Australian Human Rights Commission – Friday, 17 April 2009
“A self-determining and independent body which does not deliver services and has equal representation of men and women are among the consensus points reached at a three-day workshop in Adelaide last month (11- 13 March) to lay the groundwork for a new national Indigenous representative body, Aboriginal and Torres Strait Islander Social Justice Commissioner Tom Calma said today.
Commissioner Calma, who was asked by the federal government last year to convene the independent Aboriginal and Torres Strait Islander steering committee which organised the workshop, said the 98 Aboriginal and Torres Strait Islander people from around Australia who participated had made major inroads into the planning of a sustainable new representative body.
“The workshop was hugely successful and saw a level of commitment from all participants that bodes well for the future,” Commissioner Calma said.
“There is strong support for the representative body to primarily be an advocacy body and to focus on holding government to account for its performance in programs, service delivery and policy development. There is also strong support for the national body to have a direct relationship at a regional level so that its advocacy work is fully informed.

■ Material shown:
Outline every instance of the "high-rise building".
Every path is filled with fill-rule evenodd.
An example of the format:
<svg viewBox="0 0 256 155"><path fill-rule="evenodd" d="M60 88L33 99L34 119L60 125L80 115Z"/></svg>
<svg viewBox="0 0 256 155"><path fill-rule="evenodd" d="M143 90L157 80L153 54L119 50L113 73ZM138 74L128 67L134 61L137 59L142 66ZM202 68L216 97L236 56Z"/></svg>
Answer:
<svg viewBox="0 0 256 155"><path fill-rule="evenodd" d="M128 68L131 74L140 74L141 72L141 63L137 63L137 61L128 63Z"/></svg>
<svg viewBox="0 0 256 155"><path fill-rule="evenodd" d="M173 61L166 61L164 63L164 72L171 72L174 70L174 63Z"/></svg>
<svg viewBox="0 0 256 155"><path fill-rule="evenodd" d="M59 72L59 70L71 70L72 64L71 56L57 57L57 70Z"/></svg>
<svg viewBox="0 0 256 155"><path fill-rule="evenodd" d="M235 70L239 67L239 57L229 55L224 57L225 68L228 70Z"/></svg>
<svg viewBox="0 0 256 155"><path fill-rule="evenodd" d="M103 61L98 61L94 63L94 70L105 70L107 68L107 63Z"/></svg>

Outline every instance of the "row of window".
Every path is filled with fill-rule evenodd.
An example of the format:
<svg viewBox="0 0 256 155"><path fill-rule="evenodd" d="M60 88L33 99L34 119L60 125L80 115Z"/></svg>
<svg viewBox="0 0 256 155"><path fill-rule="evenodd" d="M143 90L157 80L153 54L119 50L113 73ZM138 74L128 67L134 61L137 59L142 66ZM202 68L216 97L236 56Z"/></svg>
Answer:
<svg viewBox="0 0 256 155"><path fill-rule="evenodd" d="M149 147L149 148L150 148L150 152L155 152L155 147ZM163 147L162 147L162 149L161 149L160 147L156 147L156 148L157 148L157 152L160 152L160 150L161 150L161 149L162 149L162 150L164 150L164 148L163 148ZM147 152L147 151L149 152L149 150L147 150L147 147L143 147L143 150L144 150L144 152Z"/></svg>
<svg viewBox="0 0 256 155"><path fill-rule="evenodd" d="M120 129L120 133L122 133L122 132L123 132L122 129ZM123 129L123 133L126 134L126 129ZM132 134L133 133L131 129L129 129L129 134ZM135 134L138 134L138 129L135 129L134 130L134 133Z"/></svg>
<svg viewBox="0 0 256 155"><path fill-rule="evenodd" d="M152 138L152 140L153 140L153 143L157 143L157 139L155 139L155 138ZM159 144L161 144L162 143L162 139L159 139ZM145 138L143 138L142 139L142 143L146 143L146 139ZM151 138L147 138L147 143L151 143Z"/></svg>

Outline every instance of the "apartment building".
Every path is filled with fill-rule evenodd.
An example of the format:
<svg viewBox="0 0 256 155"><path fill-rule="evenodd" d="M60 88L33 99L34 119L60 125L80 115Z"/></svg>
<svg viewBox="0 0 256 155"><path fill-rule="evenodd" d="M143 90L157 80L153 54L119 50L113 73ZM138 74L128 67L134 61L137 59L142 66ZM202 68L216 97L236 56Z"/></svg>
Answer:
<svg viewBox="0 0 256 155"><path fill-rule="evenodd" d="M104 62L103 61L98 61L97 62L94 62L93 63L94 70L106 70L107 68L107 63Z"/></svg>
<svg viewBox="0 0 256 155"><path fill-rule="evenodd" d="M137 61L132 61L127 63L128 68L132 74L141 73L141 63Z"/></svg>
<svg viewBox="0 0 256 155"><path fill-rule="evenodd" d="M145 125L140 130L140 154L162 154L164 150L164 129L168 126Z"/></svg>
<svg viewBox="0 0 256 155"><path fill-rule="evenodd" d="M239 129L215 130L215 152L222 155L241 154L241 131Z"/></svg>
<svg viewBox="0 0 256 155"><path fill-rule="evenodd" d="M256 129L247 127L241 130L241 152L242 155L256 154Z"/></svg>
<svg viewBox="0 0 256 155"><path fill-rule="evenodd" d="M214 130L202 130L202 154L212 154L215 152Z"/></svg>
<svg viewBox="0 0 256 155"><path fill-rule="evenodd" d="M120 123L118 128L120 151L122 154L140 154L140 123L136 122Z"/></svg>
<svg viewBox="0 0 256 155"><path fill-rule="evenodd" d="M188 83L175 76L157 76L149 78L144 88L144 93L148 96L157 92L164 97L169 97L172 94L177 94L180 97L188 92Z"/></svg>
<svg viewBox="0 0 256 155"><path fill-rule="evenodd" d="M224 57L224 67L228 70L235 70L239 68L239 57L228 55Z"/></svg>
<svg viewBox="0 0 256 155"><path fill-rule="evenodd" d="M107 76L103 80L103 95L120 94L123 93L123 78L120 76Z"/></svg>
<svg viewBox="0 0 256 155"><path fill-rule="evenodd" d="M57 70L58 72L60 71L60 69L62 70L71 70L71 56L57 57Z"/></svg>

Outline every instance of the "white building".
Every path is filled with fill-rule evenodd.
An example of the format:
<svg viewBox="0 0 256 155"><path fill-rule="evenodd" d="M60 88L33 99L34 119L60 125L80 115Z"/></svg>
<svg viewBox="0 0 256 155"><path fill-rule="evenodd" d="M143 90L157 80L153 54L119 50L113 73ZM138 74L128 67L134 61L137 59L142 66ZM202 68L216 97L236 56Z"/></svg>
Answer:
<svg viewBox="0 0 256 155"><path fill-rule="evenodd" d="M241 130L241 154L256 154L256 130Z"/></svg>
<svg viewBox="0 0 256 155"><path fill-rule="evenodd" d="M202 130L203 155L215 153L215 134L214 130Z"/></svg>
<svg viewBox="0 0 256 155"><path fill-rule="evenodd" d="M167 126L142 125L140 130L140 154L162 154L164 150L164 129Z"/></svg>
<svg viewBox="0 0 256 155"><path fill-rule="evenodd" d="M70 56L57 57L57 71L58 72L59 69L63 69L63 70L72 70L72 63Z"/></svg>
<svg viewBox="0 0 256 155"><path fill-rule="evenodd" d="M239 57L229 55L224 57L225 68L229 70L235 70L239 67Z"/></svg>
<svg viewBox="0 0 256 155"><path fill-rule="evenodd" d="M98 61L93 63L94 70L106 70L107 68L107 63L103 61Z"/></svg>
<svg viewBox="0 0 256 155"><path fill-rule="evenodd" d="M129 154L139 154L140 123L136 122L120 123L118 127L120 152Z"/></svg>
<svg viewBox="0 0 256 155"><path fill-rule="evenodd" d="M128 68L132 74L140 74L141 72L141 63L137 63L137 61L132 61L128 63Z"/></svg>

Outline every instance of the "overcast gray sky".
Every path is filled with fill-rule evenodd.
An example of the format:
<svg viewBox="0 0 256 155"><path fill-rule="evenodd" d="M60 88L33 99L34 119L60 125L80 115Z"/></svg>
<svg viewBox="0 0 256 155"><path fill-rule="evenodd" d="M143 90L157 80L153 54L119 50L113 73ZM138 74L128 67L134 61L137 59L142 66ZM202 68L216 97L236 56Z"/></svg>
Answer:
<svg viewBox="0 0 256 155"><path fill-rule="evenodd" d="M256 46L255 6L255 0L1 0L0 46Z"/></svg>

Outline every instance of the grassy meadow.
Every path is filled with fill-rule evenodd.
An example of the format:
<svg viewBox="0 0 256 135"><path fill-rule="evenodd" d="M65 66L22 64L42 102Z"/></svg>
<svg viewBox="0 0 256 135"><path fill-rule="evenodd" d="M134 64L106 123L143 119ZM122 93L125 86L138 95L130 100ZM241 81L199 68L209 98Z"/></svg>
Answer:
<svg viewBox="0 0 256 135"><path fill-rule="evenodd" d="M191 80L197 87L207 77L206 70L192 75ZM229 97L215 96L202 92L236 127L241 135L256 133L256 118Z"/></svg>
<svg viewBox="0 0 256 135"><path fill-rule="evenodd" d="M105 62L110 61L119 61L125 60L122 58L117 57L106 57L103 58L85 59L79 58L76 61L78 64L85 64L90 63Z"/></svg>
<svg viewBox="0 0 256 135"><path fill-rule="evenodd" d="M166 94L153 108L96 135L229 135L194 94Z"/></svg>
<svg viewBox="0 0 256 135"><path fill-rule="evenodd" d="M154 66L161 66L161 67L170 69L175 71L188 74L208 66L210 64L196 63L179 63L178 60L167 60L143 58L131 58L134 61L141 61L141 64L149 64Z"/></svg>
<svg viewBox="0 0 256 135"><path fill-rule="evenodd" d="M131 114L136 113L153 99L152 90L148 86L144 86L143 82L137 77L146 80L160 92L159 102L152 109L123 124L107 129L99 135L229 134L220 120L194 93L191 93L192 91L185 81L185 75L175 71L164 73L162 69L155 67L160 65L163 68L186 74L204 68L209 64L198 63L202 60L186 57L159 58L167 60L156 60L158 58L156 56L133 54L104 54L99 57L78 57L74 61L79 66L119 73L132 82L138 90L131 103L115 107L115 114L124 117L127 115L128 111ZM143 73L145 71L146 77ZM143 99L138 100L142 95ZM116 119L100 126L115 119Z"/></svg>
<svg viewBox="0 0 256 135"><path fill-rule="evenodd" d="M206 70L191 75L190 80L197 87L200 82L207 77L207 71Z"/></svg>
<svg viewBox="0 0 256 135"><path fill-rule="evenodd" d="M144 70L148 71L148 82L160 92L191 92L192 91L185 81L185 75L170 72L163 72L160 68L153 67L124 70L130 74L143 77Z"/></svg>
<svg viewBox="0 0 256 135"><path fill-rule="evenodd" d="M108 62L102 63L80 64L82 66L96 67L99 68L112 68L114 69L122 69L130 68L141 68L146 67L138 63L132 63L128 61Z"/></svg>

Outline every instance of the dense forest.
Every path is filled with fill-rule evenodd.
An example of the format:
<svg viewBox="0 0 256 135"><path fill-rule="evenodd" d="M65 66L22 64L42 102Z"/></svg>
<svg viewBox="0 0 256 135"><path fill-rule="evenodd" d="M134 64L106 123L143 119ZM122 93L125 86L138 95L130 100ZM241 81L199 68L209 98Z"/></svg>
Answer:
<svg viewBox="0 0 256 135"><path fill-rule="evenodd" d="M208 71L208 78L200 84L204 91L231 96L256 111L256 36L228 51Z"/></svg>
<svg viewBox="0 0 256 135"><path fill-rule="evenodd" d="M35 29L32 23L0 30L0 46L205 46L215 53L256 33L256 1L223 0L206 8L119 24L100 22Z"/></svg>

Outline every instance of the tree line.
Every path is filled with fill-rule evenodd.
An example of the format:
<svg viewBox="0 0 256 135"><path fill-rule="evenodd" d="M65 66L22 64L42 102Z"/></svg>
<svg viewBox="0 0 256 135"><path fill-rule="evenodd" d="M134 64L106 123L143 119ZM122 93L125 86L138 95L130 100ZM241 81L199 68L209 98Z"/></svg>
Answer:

■ Task list:
1. Answer these from the press release:
(a) How many Aboriginal and Torres Strait Islander people took part in the workshop?
(b) In which city was the workshop held?
(c) Who asked Commissioner Calma to convene the steering committee?
2. Using the press release, explain in one to three sentences why there is support for the national body to have a direct relationship at a regional level.
3. Output everything in the press release from "Australian Human Rights" down to "new representative body.".
The entries aren't needed for any of this.

■ Outputs in order:
1.
(a) 98
(b) Adelaide
(c) The federal government

2. A direct relationship at a regional level would keep the body's advocacy work fully informed.

3.
Australian Human Rights Commission – Friday, 17 April 2009
“A self-determining and independent body which does not deliver services and has equal representation of men and women are among the consensus points reached at a three-day workshop in Adelaide last month (11- 13 March) to lay the groundwork for a new national Indigenous representative body, Aboriginal and Torres Strait Islander Social Justice Commissioner Tom Calma said today.
Commissioner Calma, who was asked by the federal government last year to convene the independent Aboriginal and Torres Strait Islander steering committee which organised the workshop, said the 98 Aboriginal and Torres Strait Islander people from around Australia who participated had made major inroads into the planning of a sustainable new representative body.